── Source data ──
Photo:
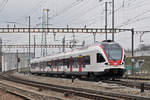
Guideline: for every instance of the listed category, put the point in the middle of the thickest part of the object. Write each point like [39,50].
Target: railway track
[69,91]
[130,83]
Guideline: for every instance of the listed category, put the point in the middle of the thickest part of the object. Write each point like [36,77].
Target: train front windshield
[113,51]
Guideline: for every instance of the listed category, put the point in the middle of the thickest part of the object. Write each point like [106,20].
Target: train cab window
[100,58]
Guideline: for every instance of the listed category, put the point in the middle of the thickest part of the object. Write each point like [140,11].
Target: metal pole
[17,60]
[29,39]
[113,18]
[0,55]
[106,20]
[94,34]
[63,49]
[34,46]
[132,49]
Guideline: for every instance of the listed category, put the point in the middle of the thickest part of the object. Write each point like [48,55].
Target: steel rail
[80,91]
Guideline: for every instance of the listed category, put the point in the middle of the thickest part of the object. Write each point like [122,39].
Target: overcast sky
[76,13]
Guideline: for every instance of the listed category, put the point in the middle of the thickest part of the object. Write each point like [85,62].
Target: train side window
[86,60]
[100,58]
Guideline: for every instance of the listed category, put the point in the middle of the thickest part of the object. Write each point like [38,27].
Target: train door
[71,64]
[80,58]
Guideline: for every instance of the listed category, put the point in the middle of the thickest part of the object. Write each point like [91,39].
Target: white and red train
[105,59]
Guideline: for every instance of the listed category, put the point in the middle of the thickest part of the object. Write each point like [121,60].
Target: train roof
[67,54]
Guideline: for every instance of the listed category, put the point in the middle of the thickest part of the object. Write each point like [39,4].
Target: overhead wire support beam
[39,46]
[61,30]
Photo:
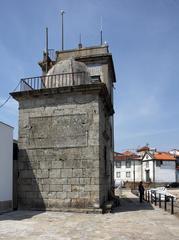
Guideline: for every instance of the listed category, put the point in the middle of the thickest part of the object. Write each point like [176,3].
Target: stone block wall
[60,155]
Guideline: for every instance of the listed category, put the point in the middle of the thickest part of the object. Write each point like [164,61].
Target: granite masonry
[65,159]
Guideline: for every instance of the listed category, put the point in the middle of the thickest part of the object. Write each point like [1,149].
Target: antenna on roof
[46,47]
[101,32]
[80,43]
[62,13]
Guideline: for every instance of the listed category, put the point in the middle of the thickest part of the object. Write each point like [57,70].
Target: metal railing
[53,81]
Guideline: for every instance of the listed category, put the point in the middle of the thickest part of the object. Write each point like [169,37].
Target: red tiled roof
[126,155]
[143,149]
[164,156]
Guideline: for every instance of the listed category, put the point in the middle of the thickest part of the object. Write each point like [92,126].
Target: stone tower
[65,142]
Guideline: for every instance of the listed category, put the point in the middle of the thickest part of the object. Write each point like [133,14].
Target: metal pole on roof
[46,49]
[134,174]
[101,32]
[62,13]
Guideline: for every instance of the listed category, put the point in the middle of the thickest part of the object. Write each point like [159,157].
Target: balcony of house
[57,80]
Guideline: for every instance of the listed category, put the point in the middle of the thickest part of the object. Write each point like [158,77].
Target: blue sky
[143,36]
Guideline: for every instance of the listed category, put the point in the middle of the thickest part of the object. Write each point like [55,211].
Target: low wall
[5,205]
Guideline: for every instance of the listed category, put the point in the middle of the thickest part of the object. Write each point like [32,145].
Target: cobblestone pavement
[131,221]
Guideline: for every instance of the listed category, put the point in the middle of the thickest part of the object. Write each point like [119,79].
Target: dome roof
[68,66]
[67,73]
───
── Source data ──
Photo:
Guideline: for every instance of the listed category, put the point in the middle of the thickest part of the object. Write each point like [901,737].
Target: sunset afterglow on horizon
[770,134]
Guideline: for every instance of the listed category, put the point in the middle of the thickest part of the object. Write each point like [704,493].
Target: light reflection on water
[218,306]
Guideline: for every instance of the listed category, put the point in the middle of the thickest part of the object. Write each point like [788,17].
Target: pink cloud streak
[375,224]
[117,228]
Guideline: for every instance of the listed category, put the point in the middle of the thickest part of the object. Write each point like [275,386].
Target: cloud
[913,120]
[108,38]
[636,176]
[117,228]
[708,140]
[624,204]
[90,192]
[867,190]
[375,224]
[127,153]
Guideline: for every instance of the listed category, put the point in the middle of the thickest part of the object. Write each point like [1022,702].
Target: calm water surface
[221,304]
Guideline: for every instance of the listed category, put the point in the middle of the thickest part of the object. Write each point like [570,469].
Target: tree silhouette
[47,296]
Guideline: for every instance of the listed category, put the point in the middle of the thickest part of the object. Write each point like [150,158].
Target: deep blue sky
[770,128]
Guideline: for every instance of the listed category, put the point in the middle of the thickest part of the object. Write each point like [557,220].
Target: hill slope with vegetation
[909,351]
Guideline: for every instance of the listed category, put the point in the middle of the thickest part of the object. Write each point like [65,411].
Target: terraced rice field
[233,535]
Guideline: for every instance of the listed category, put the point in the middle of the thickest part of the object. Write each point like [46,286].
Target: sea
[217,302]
───
── Source data ──
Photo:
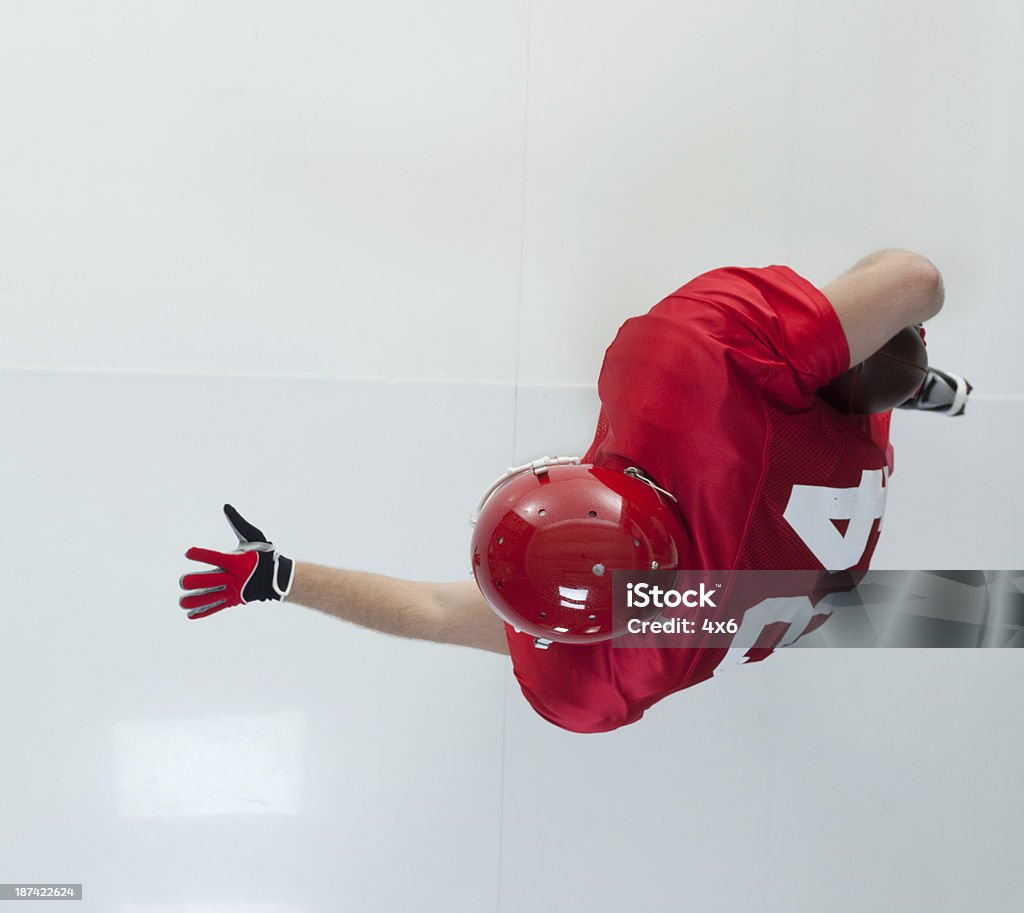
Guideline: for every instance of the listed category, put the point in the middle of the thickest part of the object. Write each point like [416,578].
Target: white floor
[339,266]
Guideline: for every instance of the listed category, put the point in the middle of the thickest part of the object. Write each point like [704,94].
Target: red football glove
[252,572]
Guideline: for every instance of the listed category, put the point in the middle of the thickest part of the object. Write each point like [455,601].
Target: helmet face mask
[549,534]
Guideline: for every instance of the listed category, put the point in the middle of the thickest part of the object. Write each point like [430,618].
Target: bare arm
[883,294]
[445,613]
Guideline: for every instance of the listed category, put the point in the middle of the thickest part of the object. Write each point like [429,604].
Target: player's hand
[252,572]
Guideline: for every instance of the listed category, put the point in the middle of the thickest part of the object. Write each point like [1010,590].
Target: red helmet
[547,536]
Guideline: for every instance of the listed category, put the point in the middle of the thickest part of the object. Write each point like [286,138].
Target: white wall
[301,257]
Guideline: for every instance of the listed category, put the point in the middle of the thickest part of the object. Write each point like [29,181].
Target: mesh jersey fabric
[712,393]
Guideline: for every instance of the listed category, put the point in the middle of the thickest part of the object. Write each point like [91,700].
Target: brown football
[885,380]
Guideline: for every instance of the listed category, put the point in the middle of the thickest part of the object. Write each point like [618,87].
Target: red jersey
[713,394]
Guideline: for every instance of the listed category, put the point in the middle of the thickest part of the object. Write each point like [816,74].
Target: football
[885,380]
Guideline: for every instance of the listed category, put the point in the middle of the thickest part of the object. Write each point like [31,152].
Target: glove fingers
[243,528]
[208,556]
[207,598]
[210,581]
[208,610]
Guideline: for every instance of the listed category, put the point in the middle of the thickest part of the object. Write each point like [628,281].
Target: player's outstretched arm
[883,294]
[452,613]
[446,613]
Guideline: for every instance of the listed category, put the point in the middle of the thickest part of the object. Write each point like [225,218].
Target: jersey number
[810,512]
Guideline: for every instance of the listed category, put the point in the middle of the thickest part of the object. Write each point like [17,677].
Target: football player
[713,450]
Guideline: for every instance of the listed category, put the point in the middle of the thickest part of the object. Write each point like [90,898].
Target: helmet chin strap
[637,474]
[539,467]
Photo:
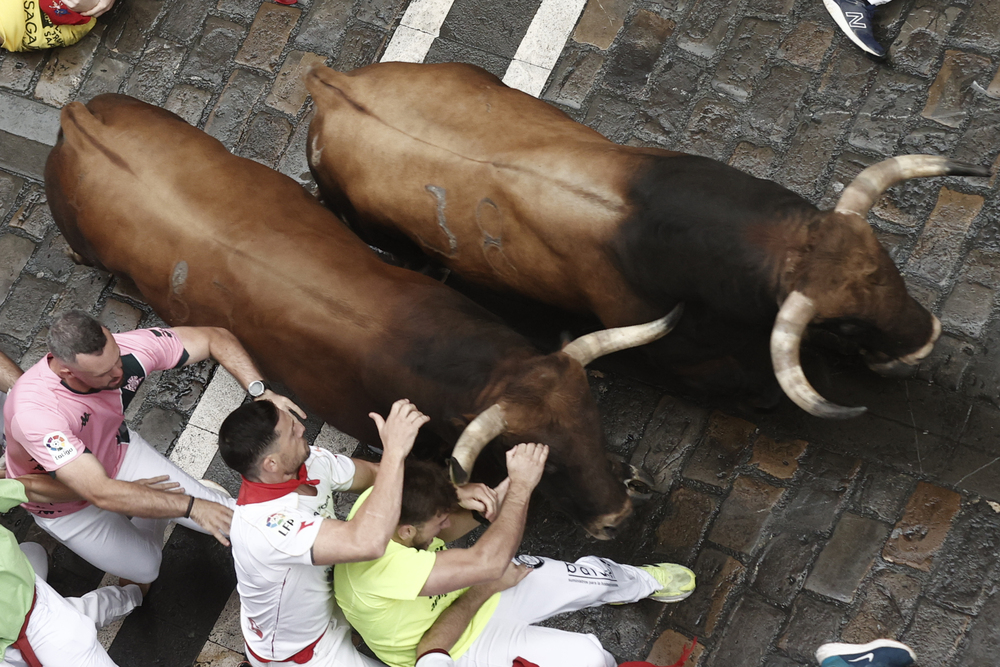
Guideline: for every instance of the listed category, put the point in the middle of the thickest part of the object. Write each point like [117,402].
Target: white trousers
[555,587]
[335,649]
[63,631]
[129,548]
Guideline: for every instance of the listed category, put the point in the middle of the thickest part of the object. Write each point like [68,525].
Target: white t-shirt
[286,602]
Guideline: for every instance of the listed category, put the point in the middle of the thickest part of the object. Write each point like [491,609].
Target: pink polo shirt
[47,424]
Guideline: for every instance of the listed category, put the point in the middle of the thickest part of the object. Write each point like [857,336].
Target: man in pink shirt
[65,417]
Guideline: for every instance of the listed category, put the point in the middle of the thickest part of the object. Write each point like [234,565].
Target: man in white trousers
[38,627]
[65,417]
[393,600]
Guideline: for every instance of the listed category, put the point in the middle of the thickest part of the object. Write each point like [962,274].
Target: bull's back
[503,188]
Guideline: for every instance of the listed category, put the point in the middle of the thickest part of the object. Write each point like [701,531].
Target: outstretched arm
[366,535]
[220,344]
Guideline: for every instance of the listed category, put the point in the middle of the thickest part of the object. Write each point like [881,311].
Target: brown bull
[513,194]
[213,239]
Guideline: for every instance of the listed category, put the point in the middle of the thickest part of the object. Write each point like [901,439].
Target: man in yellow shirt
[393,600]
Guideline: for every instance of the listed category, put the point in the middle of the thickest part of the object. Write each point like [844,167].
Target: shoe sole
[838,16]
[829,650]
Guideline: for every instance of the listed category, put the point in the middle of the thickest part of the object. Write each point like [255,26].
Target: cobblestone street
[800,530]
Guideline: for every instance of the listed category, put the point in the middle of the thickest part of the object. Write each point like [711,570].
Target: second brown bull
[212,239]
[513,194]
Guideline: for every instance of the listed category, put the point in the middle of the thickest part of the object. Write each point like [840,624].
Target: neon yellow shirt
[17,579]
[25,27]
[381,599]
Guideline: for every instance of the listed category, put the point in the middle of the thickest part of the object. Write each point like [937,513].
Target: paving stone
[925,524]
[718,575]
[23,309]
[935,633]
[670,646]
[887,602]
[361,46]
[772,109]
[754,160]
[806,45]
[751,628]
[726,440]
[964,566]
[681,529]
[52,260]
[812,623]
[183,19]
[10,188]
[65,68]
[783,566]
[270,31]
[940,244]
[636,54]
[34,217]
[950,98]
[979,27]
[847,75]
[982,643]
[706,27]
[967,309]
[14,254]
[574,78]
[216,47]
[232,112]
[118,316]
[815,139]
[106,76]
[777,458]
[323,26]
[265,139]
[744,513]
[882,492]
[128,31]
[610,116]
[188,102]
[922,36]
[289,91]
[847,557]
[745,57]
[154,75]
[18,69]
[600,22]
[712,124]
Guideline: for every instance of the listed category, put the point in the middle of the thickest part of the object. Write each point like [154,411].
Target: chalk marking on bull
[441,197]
───
Would you print, exactly as written, every line above from the one holding "point like [117,402]." through the one holding "point like [844,167].", with both included and no other lines?

Guideline: for every instance of the listed category, put the point in the middle of the thickest part of the object. Write each point like [117,402].
Target: white trousers
[555,587]
[335,649]
[63,631]
[129,548]
Guideline: for every instance of the listed category, put the point in the middle of the thickest part of the object. Write each point like [68,525].
Target: white t-shirt
[286,602]
Guideline: for every instance of the listed category, put the point in the middle of the thickest part of the object. Write each point like [491,609].
Target: pink polo shirt
[47,424]
Guideline: for every instance of the listed category, put the point in the middle of the thickest part of the object. Write each point like [857,336].
Target: man in pink shirt
[65,417]
Guideline: for every instance of the listed category, put the point in the middle of the thickest part of the object. Write each point like [234,565].
Target: man in white trousers
[38,627]
[65,417]
[393,600]
Guideline: for every instance of the listed category, put the point in the middle of the thickest part of the object. Write each point like [962,274].
Target: bull's back
[503,188]
Guideline: for every instance of the listed category, put the point in the middle of the thickest part of the object. Write each point like [701,531].
Target: outstretched arm
[366,535]
[220,344]
Guideline: for every instance of the listed category, put the point in the middle of the thickest part of the object. Write each point like [881,311].
Target: brown bull
[513,194]
[213,239]
Guideline: for every instance of the listed category, put the point in the middle of the thickest part of the object. Write each point like [901,439].
Target: man in yellow shirt
[393,600]
Guideline: for every instance of the listed category, put the point in the middle of the thickest part of the object. Write each point like [844,167].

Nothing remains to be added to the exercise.